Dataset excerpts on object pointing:

━━━━━━━━━━━━━━━━

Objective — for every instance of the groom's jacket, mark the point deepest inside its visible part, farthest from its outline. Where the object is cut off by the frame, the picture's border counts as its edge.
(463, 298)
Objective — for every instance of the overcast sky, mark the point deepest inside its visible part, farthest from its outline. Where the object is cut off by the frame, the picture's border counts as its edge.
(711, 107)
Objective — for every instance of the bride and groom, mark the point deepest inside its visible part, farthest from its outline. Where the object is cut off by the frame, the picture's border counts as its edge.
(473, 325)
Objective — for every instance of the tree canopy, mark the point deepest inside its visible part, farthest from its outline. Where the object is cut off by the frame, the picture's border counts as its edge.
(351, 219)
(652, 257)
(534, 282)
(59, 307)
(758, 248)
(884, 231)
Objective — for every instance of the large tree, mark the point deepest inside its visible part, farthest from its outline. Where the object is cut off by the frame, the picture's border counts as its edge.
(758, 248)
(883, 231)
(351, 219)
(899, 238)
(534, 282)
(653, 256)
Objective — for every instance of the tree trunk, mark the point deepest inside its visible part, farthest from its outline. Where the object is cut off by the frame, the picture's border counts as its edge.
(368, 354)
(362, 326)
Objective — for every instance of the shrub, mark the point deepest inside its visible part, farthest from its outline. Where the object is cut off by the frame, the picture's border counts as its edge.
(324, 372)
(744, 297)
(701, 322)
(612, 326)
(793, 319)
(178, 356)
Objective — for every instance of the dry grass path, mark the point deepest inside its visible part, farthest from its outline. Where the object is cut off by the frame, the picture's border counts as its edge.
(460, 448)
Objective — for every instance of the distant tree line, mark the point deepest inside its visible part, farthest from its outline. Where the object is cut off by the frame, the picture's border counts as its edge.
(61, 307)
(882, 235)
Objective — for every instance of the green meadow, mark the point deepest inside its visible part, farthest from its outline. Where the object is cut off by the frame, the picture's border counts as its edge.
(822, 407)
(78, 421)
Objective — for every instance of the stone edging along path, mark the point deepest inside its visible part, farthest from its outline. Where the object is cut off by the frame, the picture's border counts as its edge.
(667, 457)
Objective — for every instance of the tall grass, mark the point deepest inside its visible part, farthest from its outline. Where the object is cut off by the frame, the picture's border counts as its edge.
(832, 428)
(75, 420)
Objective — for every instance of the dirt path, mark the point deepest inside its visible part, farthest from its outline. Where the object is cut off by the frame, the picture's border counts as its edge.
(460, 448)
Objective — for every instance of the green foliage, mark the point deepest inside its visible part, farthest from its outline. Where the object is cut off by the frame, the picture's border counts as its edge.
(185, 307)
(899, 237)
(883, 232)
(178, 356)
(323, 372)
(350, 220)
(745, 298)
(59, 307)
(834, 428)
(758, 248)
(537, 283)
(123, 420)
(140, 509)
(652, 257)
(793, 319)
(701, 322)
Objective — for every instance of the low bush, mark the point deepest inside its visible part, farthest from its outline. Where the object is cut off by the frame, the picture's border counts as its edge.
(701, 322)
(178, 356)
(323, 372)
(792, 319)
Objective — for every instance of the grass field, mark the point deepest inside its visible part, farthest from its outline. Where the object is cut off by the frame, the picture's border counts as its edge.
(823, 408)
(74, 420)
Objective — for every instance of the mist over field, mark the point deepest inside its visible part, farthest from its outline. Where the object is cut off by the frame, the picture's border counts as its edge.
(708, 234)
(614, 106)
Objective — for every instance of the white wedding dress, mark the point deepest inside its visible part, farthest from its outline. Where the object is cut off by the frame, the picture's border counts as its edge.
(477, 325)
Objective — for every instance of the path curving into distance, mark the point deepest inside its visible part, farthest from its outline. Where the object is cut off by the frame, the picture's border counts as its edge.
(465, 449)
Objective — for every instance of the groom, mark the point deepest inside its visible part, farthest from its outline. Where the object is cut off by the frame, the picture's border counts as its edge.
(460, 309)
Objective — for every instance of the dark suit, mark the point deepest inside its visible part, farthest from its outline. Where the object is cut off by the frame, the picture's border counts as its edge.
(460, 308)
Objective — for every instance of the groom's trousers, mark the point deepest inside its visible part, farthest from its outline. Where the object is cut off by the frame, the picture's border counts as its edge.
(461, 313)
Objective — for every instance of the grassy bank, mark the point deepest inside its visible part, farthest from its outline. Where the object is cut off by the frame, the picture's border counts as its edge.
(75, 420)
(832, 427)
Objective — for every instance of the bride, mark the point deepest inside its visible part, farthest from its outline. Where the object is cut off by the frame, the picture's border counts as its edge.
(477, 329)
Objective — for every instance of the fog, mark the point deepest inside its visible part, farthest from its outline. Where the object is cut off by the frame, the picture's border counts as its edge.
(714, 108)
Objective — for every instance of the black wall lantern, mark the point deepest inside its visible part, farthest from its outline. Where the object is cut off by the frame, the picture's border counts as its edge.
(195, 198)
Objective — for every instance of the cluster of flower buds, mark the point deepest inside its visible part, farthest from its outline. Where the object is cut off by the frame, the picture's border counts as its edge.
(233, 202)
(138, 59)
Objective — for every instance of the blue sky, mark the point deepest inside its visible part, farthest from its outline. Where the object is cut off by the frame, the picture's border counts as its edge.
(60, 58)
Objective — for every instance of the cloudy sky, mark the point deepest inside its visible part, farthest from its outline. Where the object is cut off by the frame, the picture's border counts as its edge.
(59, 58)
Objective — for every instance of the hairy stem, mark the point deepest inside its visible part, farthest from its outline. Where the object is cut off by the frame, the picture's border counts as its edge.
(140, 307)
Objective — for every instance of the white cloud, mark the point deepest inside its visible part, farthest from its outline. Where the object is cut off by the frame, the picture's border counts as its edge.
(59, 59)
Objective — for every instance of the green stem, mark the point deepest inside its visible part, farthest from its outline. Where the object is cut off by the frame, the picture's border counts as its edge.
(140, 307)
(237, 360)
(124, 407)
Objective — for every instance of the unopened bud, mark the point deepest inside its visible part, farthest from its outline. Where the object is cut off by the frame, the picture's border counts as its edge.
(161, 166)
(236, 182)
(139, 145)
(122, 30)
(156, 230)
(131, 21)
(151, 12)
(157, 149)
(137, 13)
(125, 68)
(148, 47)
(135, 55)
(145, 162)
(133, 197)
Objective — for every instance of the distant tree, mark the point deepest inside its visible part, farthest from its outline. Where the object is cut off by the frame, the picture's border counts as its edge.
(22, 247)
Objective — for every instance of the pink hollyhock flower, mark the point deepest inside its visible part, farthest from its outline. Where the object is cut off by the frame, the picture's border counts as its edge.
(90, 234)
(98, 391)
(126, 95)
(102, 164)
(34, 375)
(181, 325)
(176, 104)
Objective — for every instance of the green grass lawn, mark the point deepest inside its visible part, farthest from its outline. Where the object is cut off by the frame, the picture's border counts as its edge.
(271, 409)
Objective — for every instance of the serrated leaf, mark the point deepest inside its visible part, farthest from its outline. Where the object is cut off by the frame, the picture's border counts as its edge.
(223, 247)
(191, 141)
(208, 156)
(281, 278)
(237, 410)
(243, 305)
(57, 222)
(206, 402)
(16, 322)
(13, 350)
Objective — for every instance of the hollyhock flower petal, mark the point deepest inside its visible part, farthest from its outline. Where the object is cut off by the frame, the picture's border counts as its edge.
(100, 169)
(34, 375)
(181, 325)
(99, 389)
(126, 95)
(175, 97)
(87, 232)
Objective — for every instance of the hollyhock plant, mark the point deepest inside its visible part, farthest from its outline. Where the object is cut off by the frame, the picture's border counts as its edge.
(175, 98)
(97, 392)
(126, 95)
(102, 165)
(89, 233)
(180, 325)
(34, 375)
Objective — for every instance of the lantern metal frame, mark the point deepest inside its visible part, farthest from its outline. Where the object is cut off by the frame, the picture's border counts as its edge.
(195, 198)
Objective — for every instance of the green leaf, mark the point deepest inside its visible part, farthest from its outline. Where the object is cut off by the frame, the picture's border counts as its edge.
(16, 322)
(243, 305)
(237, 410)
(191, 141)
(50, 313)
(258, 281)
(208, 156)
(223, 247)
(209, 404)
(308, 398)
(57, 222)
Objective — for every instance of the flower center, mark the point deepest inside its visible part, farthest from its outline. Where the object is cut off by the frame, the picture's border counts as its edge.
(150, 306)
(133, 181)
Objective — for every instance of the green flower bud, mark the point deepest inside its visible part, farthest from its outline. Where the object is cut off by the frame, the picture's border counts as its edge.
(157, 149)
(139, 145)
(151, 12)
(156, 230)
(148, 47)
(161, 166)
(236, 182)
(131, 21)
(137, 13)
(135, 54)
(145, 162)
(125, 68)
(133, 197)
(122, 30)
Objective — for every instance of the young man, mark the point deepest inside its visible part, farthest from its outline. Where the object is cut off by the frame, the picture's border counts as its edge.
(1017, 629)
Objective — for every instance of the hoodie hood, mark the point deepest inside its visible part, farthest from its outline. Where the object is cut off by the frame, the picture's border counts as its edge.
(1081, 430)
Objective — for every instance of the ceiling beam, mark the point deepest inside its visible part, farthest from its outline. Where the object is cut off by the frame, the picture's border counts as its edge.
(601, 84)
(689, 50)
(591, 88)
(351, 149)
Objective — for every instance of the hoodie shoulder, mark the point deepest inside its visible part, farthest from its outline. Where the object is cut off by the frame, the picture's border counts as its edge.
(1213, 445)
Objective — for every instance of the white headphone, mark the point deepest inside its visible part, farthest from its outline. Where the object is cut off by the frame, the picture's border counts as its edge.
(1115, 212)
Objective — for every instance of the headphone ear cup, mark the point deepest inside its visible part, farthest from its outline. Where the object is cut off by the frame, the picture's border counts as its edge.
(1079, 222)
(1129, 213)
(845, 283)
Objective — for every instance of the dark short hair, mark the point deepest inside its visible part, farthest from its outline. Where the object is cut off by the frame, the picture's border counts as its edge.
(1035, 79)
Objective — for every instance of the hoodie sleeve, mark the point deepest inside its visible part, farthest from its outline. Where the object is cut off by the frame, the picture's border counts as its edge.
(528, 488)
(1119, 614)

━━━━━━━━━━━━━━━━

To do — Set down, word for word, every line from the line that holds "Objective — for every instance of the white headphone, mark" to the end of the entries above, including both ends.

The output —
Objective — for every instance of the white headphone, mark the point deepest inside its visible part, farthest from its outline. Where the object is cut off by the frame, the picture's border counts as its edge.
(1115, 212)
Objective — for every instance of the headphone ear cup, mark the point deepest inside its visible part, farthest from its outline. Where the object is cut off by the frame, the picture's border counts as its edge.
(1079, 222)
(1129, 213)
(845, 283)
Objective — for every instance of the dark short hair, mark the point deepest inside its visible part, farthest from its outline. Where the object is cut off by the frame, the picture's border counts as its edge.
(1035, 79)
Objective — for every instance of the hoodie sleeve, mark the point deepest inside its visible part, farthest from its outline. Where the object is cut off by the frame, the picture's border counts as its edge.
(528, 488)
(1119, 614)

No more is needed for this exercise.